### Task requirements
Go through the listing and set it down exactly, leaving out its pictures.

### Dataset records ###

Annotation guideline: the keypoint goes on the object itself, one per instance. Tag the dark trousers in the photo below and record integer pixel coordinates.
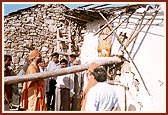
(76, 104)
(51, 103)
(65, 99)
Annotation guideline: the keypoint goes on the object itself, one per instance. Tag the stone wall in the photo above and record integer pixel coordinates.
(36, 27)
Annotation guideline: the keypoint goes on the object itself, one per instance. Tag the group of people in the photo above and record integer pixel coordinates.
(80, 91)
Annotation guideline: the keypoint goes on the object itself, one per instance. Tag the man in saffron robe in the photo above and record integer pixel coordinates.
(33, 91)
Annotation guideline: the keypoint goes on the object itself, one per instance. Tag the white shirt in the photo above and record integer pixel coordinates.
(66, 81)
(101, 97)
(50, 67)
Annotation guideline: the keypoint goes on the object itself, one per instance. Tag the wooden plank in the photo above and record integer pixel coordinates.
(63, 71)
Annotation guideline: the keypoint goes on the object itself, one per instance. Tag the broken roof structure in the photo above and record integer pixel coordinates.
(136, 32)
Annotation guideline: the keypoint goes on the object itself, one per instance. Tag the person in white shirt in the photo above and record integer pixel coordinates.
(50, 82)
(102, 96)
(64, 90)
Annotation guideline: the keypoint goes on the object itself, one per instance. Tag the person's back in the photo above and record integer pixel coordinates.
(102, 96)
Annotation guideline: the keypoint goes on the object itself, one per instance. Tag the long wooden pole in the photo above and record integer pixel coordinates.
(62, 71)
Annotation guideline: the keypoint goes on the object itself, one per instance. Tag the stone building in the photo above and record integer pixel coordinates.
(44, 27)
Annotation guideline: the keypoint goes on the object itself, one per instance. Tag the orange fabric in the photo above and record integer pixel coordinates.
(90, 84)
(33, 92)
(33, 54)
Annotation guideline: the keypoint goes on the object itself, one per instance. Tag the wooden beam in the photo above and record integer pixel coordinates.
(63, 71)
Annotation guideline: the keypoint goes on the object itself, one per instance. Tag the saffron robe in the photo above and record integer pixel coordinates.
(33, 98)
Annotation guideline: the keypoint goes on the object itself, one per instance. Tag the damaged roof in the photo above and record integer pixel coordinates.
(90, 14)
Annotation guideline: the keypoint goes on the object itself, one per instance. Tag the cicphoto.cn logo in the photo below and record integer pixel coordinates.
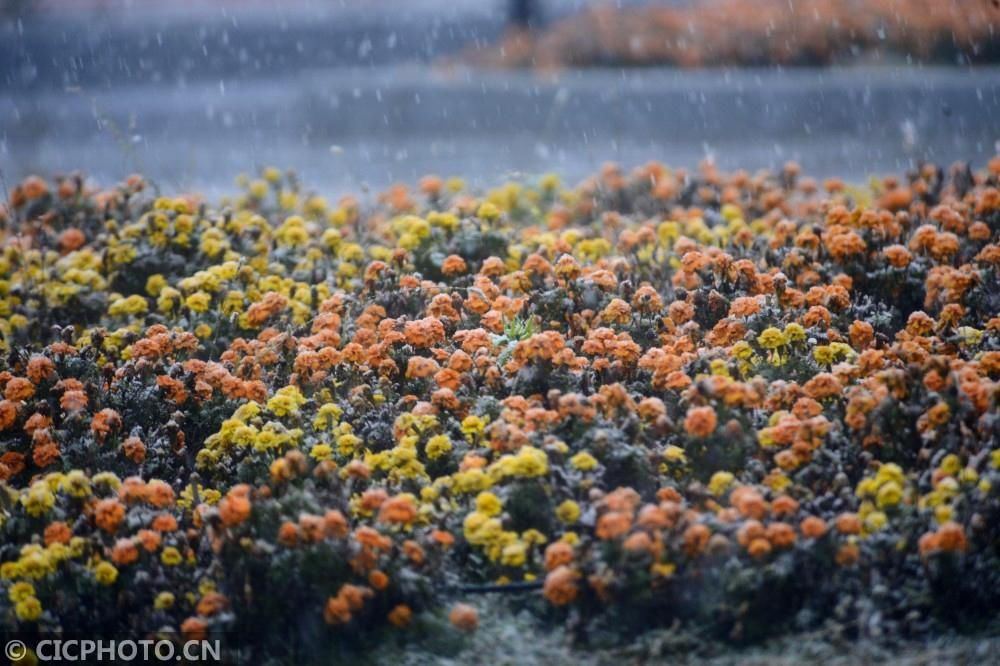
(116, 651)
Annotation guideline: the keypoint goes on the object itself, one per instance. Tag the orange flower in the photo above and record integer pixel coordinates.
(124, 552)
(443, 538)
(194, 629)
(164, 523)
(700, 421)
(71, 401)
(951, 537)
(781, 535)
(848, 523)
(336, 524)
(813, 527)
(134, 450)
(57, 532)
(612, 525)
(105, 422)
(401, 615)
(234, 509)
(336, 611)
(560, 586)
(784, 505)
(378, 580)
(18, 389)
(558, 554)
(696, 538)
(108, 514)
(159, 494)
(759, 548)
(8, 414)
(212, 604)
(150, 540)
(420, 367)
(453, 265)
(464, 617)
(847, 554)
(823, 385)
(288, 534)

###

### Solution to the exercise
Annotation guideline: the keypoint goes on the object itself, one per instance. Tag the dark trousers in the photo below and record integer pixel coordinates.
(76, 104)
(51, 103)
(65, 99)
Annotation guideline: the keypoint goes on the object itself, one per instance. Tag the stone wall in the photo above and record integer pixel coordinates.
(36, 27)
Annotation guideline: the keypoint goes on the object itself, one per instance. Tag the group of people in the photo above and record integer pixel coordinates.
(80, 91)
Annotation guideline: the keypoint goes on the object itself, one per instance. Tag the man in saffron robe in the photo above and record integer pixel coordinates.
(33, 91)
Annotation guideline: the keypoint goes on the object itself, one per instance. Tag the white shirt in the photo above and record integer pixel coordinates.
(66, 81)
(101, 97)
(50, 67)
Annotation guideline: the keypoint goes on the object itself, one per instance. Tag the wooden plank in the photo above and record integer pixel coordinates.
(63, 71)
Annotation guideline: the keypoint goes on the object itself, one per instance. Tag the broken roof structure in the photo above and record integer pixel coordinates.
(136, 32)
Annotation guideline: the keypoint goes on the object itself, one per instance. Tag the person in white shirt in the photo above and record integer pixel coordinates.
(50, 82)
(102, 96)
(64, 90)
Annotation guideline: the keypoint goes on the object itself, one per instance. Tag the person's back in the photo above and record integer pixel coordinates.
(102, 96)
Annotation guideline: the keypoint goes on the object itself, one per instance. Tag the long wooden pole in the photo above and record integer pixel coordinates.
(62, 71)
Annotation guideline: the keypoint goes on the object itself, one per instance. Tag the stone building in the photo above and record integer pixel coordinates.
(44, 27)
Annotation guideline: the keypoint goes on the object itself, one per instance. Tag the orange fabric in the photo above and record integer pixel coordinates.
(90, 84)
(33, 92)
(33, 54)
Annotation guideline: the keypoint goes on the object itself, one per instance. Tag the wooden beam in the photo above and record integer pixel coordinates.
(63, 71)
Annotation guideline: the keypoint goes on the object itself, one per instance. Tag the saffron robe in the photo above and record integer pixel coordinates.
(33, 98)
Annotation guideline: the keypoint goes on the object itself, one per instance. Tag the damaged roof in the photo above and record integer pixel coordinates.
(90, 14)
Annotation guideline: the keypoint goes on the object itself, one per instance. Tag the cicphoto.cn logo in the photo below and record integer pixel coordinates.
(116, 651)
Annotation guideline: the keypoint goes on the object itself, one per instance. Tag the orange flower in the photo above and record integer pixel coordinates.
(124, 552)
(443, 538)
(194, 629)
(164, 523)
(700, 421)
(71, 401)
(951, 537)
(781, 535)
(848, 523)
(336, 524)
(813, 527)
(134, 450)
(57, 532)
(612, 525)
(105, 422)
(401, 615)
(234, 509)
(336, 611)
(560, 586)
(784, 505)
(378, 580)
(18, 389)
(558, 554)
(696, 538)
(108, 514)
(159, 494)
(759, 548)
(8, 414)
(212, 604)
(150, 540)
(420, 367)
(453, 265)
(464, 617)
(847, 554)
(823, 385)
(288, 534)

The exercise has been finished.